[Extrait du texte]:

+===+

Alors que l’accord cadre est présenté comme une pièce essentielle du dispositif prévu à l’article 9 et la traduction contractuelle de la volonté des partenaires sociaux, le Gouvernement s’arroge le droit de le modifier et de le compléter éventuellement. Cette faculté, laissée à la discrétion du Gouvernement, est une atteinte caractérisée à l’expression de la représentation syndicale.
Enfin, le contenu de l’accord cadre n’apporte pas les garanties suffisantes à la conclusion d’une convention collective nationale régissant l’ensemble des travailleurs portuaires qui assurent la manutention et la maintenance pour le compte des établissements ou des opérateurs privés.
Nous souhaitons, également, que cet accord cadre s’applique aux personnels des filiales qui interviendront dans ce secteur d’activité.
M. le président. L’amendement n° 71, présenté par MM. Josselin, Guérini et les membres du groupe socialiste, apparentés et rattachés, est ainsi libellé :
Après le quatrième alinéa de cet article, insérer un alinéa ainsi rédigé :
- un accord de méthode et un engagement formel de négocier et conclure une convention collective nationale régissant l'ensemble des travailleurs portuaires assurant la manutention, l'exploitation, la maintenance pour le compte des établissements ou concessionnaires, des opérateurs, ainsi que leurs filiales au plus tard le 30 juin 2009.
La parole est à M. Jean-Noël Guérini.
M. Jean-Noël Guérini. Cela a été dit, la situation des salariés et ouvriers dans les ports relève de deux conventions collectives, sources de confusion et de conflits, pas toujours assumés mais très sensibles, voire pénalisants pour les personnels.

+===+

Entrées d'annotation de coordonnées
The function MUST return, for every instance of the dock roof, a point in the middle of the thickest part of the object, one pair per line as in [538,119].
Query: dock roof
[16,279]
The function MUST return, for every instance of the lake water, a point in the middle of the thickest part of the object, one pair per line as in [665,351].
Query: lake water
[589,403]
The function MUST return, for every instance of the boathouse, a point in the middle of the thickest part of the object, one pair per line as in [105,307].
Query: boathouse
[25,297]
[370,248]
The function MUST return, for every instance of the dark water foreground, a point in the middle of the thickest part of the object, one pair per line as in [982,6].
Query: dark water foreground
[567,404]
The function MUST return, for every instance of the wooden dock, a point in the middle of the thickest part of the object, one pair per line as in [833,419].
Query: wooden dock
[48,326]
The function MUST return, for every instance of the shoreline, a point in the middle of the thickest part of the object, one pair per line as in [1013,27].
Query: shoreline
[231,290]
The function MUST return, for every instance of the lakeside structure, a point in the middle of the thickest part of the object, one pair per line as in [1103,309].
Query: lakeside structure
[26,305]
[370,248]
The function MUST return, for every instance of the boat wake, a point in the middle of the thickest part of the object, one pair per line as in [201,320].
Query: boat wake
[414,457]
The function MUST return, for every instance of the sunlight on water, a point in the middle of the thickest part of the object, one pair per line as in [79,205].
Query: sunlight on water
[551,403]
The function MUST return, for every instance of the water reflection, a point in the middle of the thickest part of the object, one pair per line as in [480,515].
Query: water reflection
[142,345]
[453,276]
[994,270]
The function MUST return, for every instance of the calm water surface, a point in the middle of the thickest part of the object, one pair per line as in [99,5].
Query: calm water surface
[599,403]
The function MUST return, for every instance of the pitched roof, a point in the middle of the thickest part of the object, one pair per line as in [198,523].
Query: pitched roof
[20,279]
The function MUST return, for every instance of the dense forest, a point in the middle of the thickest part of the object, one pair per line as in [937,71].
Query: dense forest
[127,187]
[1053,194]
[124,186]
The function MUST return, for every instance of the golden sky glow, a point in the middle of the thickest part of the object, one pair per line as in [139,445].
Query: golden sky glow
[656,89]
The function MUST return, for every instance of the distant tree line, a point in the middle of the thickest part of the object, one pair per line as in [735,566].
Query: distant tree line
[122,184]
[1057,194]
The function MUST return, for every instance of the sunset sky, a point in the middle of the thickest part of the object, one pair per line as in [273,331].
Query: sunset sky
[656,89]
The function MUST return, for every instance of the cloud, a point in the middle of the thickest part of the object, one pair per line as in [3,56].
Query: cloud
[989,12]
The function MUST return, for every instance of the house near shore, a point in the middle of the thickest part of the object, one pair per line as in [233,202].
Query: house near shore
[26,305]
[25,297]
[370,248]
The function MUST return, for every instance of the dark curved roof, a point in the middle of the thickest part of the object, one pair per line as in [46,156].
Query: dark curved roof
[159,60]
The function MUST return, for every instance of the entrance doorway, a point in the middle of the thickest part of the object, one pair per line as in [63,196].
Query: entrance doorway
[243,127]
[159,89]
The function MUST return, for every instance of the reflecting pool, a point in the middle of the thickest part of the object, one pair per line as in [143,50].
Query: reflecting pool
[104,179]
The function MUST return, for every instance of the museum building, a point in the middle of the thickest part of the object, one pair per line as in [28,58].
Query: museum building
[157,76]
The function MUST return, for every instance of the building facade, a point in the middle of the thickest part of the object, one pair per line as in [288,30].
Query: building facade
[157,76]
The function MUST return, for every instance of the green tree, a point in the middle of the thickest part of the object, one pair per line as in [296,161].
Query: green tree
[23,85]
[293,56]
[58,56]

+===+

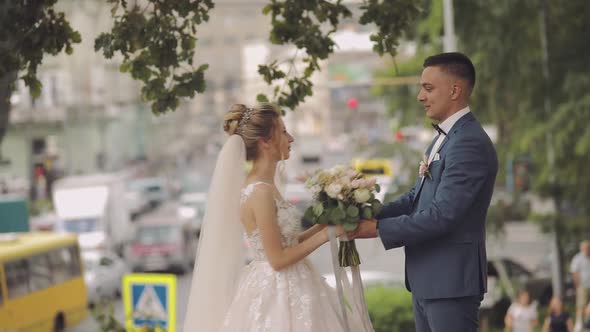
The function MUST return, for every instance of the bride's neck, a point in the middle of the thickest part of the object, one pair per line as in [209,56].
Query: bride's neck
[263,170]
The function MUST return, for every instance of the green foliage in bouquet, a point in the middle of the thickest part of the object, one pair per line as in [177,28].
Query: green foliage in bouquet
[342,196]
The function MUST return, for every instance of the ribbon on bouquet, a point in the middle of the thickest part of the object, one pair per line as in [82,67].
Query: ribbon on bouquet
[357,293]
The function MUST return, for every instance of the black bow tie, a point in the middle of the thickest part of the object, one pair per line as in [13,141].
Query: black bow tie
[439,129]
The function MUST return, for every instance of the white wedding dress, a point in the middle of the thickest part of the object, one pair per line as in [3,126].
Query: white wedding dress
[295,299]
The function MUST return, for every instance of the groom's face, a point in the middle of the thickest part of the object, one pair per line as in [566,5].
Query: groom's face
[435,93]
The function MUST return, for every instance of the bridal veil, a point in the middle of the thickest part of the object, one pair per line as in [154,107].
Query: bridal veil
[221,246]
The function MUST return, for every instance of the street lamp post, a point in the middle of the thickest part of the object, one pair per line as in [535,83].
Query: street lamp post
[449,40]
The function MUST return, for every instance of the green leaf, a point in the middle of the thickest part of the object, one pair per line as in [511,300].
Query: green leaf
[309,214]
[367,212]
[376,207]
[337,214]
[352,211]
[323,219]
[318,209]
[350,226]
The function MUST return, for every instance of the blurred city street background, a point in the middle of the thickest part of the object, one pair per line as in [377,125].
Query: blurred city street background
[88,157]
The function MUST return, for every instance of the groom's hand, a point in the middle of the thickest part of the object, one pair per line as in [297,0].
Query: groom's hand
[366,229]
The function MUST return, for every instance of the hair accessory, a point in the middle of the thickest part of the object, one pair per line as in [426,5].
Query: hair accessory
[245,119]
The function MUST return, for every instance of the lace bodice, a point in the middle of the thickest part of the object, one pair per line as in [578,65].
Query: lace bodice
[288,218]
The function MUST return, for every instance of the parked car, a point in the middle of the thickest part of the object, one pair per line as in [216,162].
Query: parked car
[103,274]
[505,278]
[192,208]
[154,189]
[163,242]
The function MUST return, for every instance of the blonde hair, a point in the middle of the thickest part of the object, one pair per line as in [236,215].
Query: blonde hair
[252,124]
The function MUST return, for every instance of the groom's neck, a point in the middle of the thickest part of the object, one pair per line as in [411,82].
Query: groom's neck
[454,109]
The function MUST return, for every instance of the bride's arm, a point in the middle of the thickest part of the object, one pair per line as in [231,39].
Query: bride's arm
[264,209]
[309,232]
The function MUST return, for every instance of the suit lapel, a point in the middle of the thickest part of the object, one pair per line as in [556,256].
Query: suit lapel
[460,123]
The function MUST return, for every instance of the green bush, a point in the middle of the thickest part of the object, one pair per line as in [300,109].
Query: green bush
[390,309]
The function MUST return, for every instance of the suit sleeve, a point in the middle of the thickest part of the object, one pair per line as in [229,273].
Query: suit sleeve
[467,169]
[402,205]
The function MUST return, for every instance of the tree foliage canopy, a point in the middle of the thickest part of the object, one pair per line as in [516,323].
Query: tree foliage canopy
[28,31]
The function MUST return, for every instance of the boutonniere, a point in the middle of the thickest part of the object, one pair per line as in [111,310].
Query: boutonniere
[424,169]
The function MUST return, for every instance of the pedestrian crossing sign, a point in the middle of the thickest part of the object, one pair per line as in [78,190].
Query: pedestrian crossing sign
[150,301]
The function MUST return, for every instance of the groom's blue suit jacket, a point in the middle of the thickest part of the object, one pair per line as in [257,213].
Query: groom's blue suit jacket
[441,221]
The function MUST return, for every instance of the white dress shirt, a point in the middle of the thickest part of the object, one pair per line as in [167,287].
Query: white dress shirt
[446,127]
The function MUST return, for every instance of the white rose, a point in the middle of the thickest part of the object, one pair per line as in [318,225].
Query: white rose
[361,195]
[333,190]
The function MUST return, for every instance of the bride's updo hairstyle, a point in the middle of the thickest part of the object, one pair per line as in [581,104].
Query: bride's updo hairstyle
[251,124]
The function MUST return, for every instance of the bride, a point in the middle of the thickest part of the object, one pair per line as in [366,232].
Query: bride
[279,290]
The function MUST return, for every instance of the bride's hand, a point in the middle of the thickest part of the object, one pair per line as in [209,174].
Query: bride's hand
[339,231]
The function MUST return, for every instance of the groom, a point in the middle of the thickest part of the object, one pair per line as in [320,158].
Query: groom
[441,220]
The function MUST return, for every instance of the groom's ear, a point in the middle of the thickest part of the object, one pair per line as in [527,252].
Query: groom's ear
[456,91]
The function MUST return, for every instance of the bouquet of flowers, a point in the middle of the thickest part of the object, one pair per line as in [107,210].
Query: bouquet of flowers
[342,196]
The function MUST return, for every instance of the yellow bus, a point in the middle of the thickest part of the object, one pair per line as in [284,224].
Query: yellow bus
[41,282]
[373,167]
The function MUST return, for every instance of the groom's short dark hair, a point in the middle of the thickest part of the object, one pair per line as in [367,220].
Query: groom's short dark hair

+===+

[Objectif]:
Rédigez la suite du débat sur l'accord cadre des travailleurs portuaires, en commençant après sa dernière phrase. Ces enregistrements n'ont aucun rapport avec le texte.

[Réponse à l'exercice]:
Nous pensons pourtant que la condition sine qua non d’un apaisement social dans les ports réside aussi dans un alignement sur un seul et même texte, négocié par toutes les parties et prenant en compte la pénibilité des métiers. C’est une demande forte de tous les acteurs du port. Profitons de la négociation qui s’ouvre pour nous engager dans la voie d’un véritable progrès social !
M. le président. L’amendement n° 72, présenté par MM. Josselin, Guérini et les membres du groupe socialiste, apparentés et rattachés, est ainsi libellé :
Supprimer l'avant-dernier alinéa de cet article.
La parole est à M. Charles Josselin.
M. Charles Josselin. La rédaction de l’avant-dernier alinéa de l’article 9 nous pose problème. S’agissant du décret qui doit être pris avant le 1er décembre 2008, il est notamment précisé qu’ « il peut également exclure les clauses pouvant être distraites de l’accord sans en modifier l’économie, mais ne répondant pas à la situation des ports et des entreprises de manutention ».
Il est tout de même à espérer que l’accord en question, qui aura donné lieu à des discussions préalables longues et serrées, répondra à la situation des ports et des entreprises de manutention – tel est précisément, en principe, son objet –, sauf à imaginer que l’on puisse remettre en cause certaines dispositions de l’accord, non satisfaisantes du point de vue du Gouvernement après avoir été considérées comme telles par les parties à la négociation.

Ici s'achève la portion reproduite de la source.